▶ **AUSGANGSTEXT**

━━━━━━━━━━━━━━━━━━━━

Zurück in die Normalität
geschrieben von Linksaußen | in Hannover 96 | am 19. 11. 2009
Der Tod von Nationaltorhüter Robert Enke hat die gesamte Fußballwelt geschockt – weil er mehr als ein Fußballer war; gerade für die jungen Anhänger war er ein richtiges Idol, ein Vorbild. Für die Mitspieler von Robert Enke ist es unvorstellbar schwer, nun wieder in die Normalität zurückzukehren und sich wieder dem Fußball-Alltag zu widmen, der in den vergangenen Tagen völlig unwichtig wurde. Gestern Abend machte die Nationalmannschaft den ersten Schritt. Vor dem Länderspiel gegen die Elfenbeinküste wurde ein Film gezeigt mit Ausschnitten aus dem Leben und der Karriere von Robert Enke, ein Torhüter-Trikot mit der Nummer “eins” wurde von Kapitän Michael Ballack symbolisch auf die Ersatzbank gelegt. Danach versuchten die Nationalspieler wieder ganz normalen Fußball zu spielen – nur ein Trauerflor und der zurückhaltende Jubel von Podolski nach dessen zwei Toren erinnerte beim 2:2 in der Veltins-Arena auf Schalke noch an die vergangenen Tage.
In der Schalker Veltins-Arena müssen auch Enkes ehemaligen Teamkollegen von Hannover 96 am Samstag in der Fußball-Bundesliga den harten Schritt in die Normalität wagen. Es wird mit Sicherheit keine Bundesligapartie wie jede andere – “Die Trauer zu verarbeiten, braucht noch Zeit” sagte beispielsweise Verteidiger Christian Schulz. Seit dem vergangenen Montag herrscht wieder normaler Trainingsbetrieb bei Hannover 96. Besonders schwer wird es auch für den Trainer Andreas Bergmann. Auf ihn kommt in seinem erst elften Bundesliga-Spiel als Coach seine bislang schwerste Aufgabe zu – er muss die Mannschaft einstimmen auf die Partie. Die Spieler werden mit einem speziellen Trikot auflaufen, bei dem zum Gedenken an ihren Torhüter auf der Vorderseite die Rückennummer eins zu sehen sein wird.

━━━━━━━━━━━━━━━━━━━━

[Gespeicherte Einträge]
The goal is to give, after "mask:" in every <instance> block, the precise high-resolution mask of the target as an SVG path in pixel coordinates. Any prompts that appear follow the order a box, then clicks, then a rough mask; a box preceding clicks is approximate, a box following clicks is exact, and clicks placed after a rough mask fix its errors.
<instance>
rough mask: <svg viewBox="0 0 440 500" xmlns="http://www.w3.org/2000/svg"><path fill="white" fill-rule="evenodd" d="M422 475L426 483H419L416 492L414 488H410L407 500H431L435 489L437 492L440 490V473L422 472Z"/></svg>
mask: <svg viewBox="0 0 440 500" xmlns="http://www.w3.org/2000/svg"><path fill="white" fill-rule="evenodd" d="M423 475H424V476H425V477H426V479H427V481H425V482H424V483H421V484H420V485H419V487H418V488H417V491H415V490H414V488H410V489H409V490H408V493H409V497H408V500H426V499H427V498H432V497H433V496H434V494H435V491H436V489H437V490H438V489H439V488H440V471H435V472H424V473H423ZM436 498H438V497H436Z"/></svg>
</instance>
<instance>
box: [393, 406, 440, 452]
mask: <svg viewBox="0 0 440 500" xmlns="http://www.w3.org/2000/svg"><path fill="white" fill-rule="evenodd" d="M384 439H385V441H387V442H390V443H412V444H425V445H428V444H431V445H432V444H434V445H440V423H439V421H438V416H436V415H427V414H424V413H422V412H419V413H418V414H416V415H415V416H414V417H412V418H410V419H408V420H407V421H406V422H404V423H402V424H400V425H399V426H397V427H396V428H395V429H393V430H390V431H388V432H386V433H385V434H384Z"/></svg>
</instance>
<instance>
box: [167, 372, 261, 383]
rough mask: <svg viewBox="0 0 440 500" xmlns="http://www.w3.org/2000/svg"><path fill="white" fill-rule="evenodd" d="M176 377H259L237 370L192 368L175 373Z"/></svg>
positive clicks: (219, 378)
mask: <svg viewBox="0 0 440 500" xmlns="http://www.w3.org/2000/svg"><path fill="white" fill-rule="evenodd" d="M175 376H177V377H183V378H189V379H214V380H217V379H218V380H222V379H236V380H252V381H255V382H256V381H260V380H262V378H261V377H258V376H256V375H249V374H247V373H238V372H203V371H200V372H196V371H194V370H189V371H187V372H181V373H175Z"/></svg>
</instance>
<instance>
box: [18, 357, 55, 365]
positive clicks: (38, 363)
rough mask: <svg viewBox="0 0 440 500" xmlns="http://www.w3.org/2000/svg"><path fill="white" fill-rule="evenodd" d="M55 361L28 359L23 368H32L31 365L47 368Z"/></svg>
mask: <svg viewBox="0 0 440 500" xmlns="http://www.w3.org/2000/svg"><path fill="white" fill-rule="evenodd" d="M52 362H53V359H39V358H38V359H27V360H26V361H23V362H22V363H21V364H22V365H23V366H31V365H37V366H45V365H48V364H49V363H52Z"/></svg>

━━━━━━━━━━━━━━━━━━━━

▶ **AUFGABE 1**
Beantworten Sie anhand des Ausgangstexts die folgenden Fragen:
(a) Wer legte vor dem Länderspiel gegen die Elfenbeinküste das Torhüter-Trikot mit der Nummer „eins“ auf die Ersatzbank?
(b) Mit welchem Ergebnis endete das Länderspiel in der Veltins-Arena?
(c) Das wievielte Bundesliga-Spiel als Coach steht Trainer Andreas Bergmann bevor?
▶ **AUFGABE 2**
Geben Sie den Ausgangstext wortgetreu wieder, beginnend bei „In der Schalker“ und endend bei „sehen sein wird.“.

▶ **IHRE LÖSUNG 1**
(a) Kapitän Michael Ballack
(b) 2:2
(c) Sein elftes Bundesliga-Spiel

▶ **IHRE LÖSUNG 2**
In der Schalker Veltins-Arena müssen auch Enkes ehemaligen Teamkollegen von Hannover 96 am Samstag in der Fußball-Bundesliga den harten Schritt in die Normalität wagen. Es wird mit Sicherheit keine Bundesligapartie wie jede andere – “Die Trauer zu verarbeiten, braucht noch Zeit” sagte beispielsweise Verteidiger Christian Schulz. Seit dem vergangenen Montag herrscht wieder normaler Trainingsbetrieb bei Hannover 96. Besonders schwer wird es auch für den Trainer Andreas Bergmann. Auf ihn kommt in seinem erst elften Bundesliga-Spiel als Coach seine bislang schwerste Aufgabe zu – er muss die Mannschaft einstimmen auf die Partie. Die Spieler werden mit einem speziellen Trikot auflaufen, bei dem zum Gedenken an ihren Torhüter auf der Vorderseite die Rückennummer eins zu sehen sein wird.